- **問題 1**
レコードの先頭行から「pixel 721 403」を含む行までを、両端の行も含めて一字一句変えずに書き出してください。画像は出力に含めないこと。

======== 抜粋本文 ========

確固とした思想、丁寧な心理描写から描かれる成長譚

 「動」の漫画はその変化を楽しむものと述べた。ではこの漫画の「動」の楽しみ方に目を向けてみよう。優子と桃が互いの交流やせいいき桜ヶ丘で起こるイベントをどのように享受し、結果どのような成長を遂げていくか、これらの描写が非常に繊細であることがこの作品の魅力の一つだ。何も知らない一人の少女であった優子が自身のパーソナリティ、桃の秘密、町の謎を知るにつれて生じる「この町で自分は何をすべきか?」という問いに真摯に向き合って答えを得ていく成長譚。過去に囚われ半ば余生のように日々を過ごしていた桃が優子との出会いを通じて心を解きほぐしていく清算の過程。この絡み合う二つの物語が並行して描かれることで、ストーリー全体の深みが増している。

 両者の物語の根幹にある思想は「自身の無力さと向き合いつつ、今自分にできることに目を向ける」ということである。それが、優子は大魔族の末裔という使命に対し足りない力量を補うために、桃は自分の生きる理由を取り戻すために、と全く逆のベクトルから描かれているのだ。

 強い言葉を使えば、優子は強者の理論で、桃は弱者の理論で動いているといってもいい。とりわけ優子の物語のプロットは秀逸だ(この漫画の視点は基本優子なので当然なのだが)。巻単位で彼女が目指すべき目標を彼女自身が定め、それの成就にひたすら邁進する。時に無力さを痛感し、時に自分の意味に思い悩みながらも、折れず、経験を通して人間的成長を遂げていく。優子のこの強さが、俺にはとても眩しくて、跪きたくなる。

 両極端な二人の物語には、互いの存在が必要不可欠になっている。優子が自分自身で決めた彼女の歩く道は、常に桃が指針となっている。桃が過去を乗り越えるための贖罪は、常に優子が赦す形で行われる。なんと完成した二者関係だろうか。『まちカドまぞく』という作品は、どの角度から読んでみてもこのような美しい話の筋が見えてくる。それが読者に「読み」の楽しさを与えてくれるのだ。噛めば噛むほど味がする、スルメ漫画と呼ばれる所以はここにある。6巻~最新巻にかけては、優子と桃のほかにもうひとつ、優子の妹・良子の話も動き始めており、彼女がどのような成長を遂げてくれるのか楽しみに読んでいる。ショートだった良子の髪が伸びてウェーブがかったセミロングになってるの、良いよね……。

「愛」から「恋」、そして「性」。

======== データ内容 ========

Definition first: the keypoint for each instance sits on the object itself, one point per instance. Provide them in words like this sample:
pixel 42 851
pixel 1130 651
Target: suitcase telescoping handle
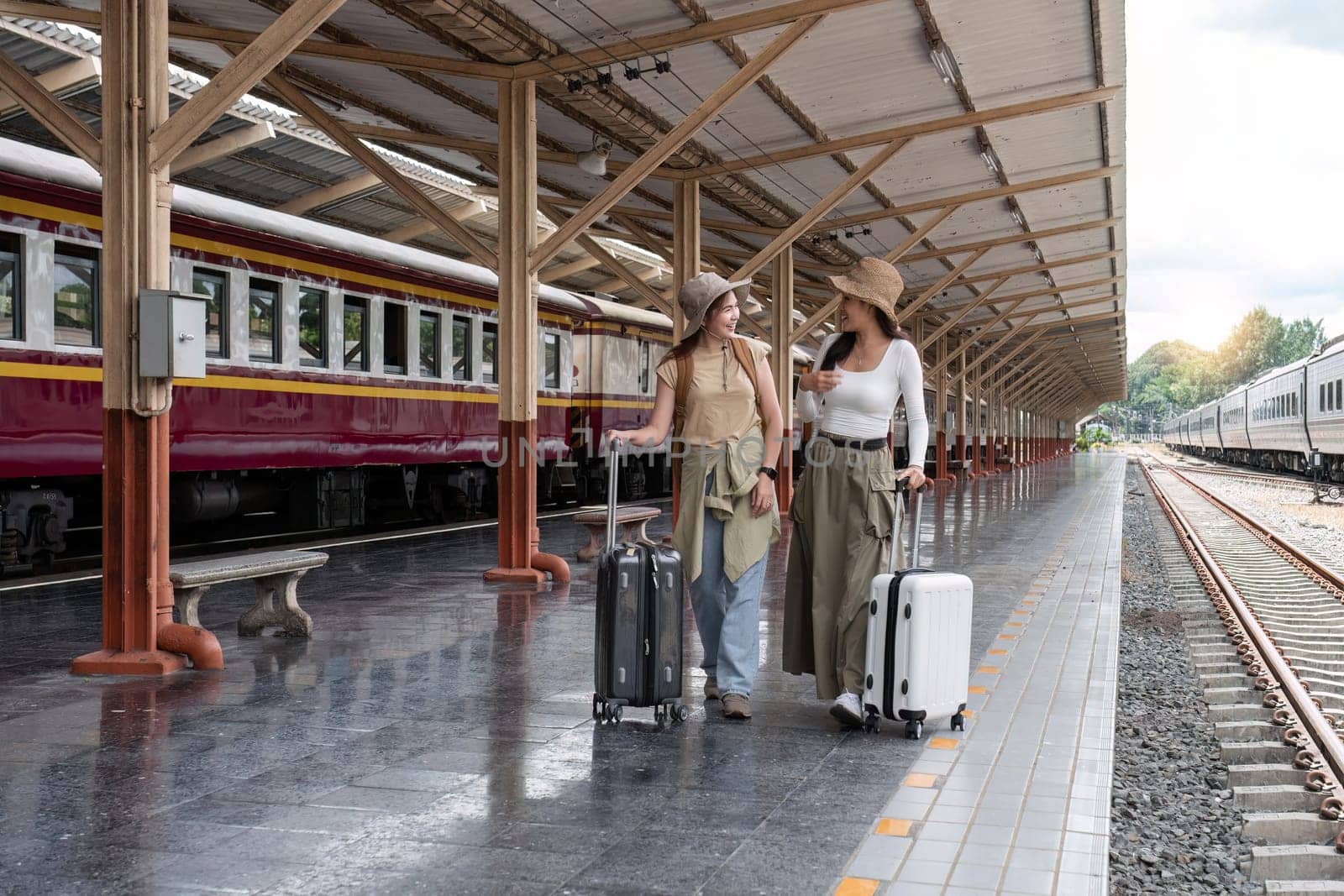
pixel 917 499
pixel 612 463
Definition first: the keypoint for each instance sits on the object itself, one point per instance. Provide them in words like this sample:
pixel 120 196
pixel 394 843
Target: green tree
pixel 1253 347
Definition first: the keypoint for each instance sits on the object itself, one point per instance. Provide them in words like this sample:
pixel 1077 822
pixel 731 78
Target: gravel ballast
pixel 1173 826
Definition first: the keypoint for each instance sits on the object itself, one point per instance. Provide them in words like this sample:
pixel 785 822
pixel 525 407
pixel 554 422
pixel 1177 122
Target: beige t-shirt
pixel 721 403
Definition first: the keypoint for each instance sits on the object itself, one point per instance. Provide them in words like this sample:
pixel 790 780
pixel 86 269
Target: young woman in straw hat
pixel 729 427
pixel 846 506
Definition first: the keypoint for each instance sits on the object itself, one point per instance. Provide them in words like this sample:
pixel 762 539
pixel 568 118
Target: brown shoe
pixel 737 707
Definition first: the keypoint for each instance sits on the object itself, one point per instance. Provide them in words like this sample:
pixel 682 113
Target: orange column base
pixel 127 663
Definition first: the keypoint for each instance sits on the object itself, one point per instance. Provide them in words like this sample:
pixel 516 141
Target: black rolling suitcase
pixel 638 624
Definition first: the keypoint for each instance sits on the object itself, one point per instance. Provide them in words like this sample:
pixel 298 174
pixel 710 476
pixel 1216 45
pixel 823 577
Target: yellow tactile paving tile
pixel 894 826
pixel 857 887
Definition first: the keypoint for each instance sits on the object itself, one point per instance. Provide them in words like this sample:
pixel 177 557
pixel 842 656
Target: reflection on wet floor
pixel 436 734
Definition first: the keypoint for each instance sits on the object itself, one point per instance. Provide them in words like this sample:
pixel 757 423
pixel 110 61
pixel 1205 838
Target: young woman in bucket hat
pixel 717 390
pixel 846 506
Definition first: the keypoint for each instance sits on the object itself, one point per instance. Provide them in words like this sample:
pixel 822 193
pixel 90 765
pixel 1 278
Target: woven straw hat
pixel 698 293
pixel 873 281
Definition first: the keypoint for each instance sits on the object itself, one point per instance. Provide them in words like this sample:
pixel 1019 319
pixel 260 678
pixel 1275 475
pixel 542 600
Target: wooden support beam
pixel 781 365
pixel 222 147
pixel 242 73
pixel 50 113
pixel 1037 293
pixel 980 300
pixel 785 239
pixel 71 76
pixel 1012 239
pixel 326 195
pixel 644 237
pixel 569 269
pixel 389 175
pixel 644 275
pixel 618 268
pixel 1038 269
pixel 904 313
pixel 685 244
pixel 239 38
pixel 906 132
pixel 812 322
pixel 475 147
pixel 921 231
pixel 669 144
pixel 978 196
pixel 421 226
pixel 702 33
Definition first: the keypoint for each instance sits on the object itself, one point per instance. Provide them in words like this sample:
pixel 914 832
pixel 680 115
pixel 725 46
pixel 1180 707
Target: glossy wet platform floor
pixel 434 735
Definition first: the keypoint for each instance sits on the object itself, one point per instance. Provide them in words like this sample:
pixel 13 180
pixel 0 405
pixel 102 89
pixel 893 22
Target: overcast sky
pixel 1236 165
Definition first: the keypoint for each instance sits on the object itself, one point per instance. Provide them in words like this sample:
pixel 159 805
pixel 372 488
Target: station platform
pixel 434 735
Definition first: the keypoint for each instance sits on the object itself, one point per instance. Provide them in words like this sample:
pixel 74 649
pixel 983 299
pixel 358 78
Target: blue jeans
pixel 727 616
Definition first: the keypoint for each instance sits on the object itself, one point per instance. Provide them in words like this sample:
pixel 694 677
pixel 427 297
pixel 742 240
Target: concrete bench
pixel 632 521
pixel 276 573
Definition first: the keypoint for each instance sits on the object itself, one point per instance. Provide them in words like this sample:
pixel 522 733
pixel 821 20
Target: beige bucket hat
pixel 874 281
pixel 698 293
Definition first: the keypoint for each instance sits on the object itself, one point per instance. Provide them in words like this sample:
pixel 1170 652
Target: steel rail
pixel 1312 721
pixel 1327 577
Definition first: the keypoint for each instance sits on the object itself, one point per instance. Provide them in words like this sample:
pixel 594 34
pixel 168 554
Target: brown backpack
pixel 685 374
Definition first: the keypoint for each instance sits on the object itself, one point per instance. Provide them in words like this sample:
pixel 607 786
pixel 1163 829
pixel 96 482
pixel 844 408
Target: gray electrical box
pixel 172 335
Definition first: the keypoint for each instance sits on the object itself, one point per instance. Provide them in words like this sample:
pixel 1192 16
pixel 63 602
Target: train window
pixel 312 327
pixel 429 344
pixel 461 349
pixel 77 296
pixel 490 352
pixel 356 335
pixel 551 360
pixel 394 338
pixel 214 286
pixel 262 320
pixel 11 312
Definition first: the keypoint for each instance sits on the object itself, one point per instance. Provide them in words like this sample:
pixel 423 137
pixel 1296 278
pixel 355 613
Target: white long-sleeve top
pixel 862 405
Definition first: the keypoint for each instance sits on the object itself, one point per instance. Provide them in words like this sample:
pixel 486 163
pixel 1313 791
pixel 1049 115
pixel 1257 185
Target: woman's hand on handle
pixel 763 497
pixel 913 474
pixel 820 382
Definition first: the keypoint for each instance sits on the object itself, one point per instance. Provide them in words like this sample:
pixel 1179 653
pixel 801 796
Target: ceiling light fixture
pixel 595 160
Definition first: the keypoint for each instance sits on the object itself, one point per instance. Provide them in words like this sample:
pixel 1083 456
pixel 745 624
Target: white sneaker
pixel 847 710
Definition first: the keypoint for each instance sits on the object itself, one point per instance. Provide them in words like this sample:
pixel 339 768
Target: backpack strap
pixel 748 362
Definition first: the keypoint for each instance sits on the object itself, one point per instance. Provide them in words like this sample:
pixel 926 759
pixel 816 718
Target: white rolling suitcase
pixel 918 664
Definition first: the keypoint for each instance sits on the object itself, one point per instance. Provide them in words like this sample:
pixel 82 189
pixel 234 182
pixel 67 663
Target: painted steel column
pixel 685 264
pixel 961 410
pixel 941 412
pixel 978 432
pixel 136 593
pixel 517 369
pixel 781 364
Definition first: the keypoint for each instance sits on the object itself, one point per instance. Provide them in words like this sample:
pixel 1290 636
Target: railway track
pixel 1267 631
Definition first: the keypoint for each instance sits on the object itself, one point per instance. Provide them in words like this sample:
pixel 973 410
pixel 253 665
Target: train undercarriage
pixel 47 521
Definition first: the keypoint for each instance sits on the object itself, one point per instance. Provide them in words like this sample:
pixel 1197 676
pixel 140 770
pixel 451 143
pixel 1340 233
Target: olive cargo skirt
pixel 844 515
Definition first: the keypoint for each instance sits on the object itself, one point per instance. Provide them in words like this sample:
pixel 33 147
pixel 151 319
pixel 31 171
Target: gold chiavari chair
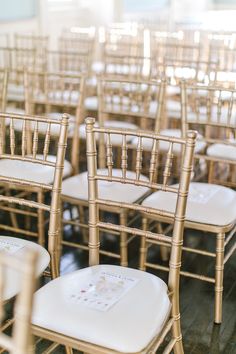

========

- **問題 2**
抜粋本文のうち、「強い言葉を使えば、優子は強者」を含む語句で始まり「になってるの、良いよね……。」で終わる部分を、そのまま出力せよ。

- **想定解答 1**
Definition first: the keypoint for each instance sits on the object itself, one point per instance. Provide them in words like this sample:
pixel 42 851
pixel 1130 651
Target: suitcase telescoping handle
pixel 917 499
pixel 612 463
Definition first: the keypoint for each instance sits on the object itself, one point per instance. Provide them in words like this sample:
pixel 120 196
pixel 394 843
Target: green tree
pixel 1253 347
Definition first: the keypoint for each instance sits on the object itself, one point per instance. Provide them in words like this sample:
pixel 1077 822
pixel 731 78
Target: gravel ballast
pixel 1173 826
Definition first: the keypoint for each instance sits on the object itself, one point per instance. Provide them in words like this sample:
pixel 785 822
pixel 525 407
pixel 554 422
pixel 1177 122
Target: beige t-shirt
pixel 721 403

- **想定解答 2**
強い言葉を使えば、優子は強者の理論で、桃は弱者の理論で動いているといってもいい。とりわけ優子の物語のプロットは秀逸だ(この漫画の視点は基本優子なので当然なのだが)。巻単位で彼女が目指すべき目標を彼女自身が定め、それの成就にひたすら邁進する。時に無力さを痛感し、時に自分の意味に思い悩みながらも、折れず、経験を通して人間的成長を遂げていく。優子のこの強さが、俺にはとても眩しくて、跪きたくなる。

 両極端な二人の物語には、互いの存在が必要不可欠になっている。優子が自分自身で決めた彼女の歩く道は、常に桃が指針となっている。桃が過去を乗り越えるための贖罪は、常に優子が赦す形で行われる。なんと完成した二者関係だろうか。『まちカドまぞく』という作品は、どの角度から読んでみてもこのような美しい話の筋が見えてくる。それが読者に「読み」の楽しさを与えてくれるのだ。噛めば噛むほど味がする、スルメ漫画と呼ばれる所以はここにある。6巻~最新巻にかけては、優子と桃のほかにもうひとつ、優子の妹・良子の話も動き始めており、彼女がどのような成長を遂げてくれるのか楽しみに読んでいる。ショートだった良子の髪が伸びてウェーブがかったセミロングになってるの、良いよね……。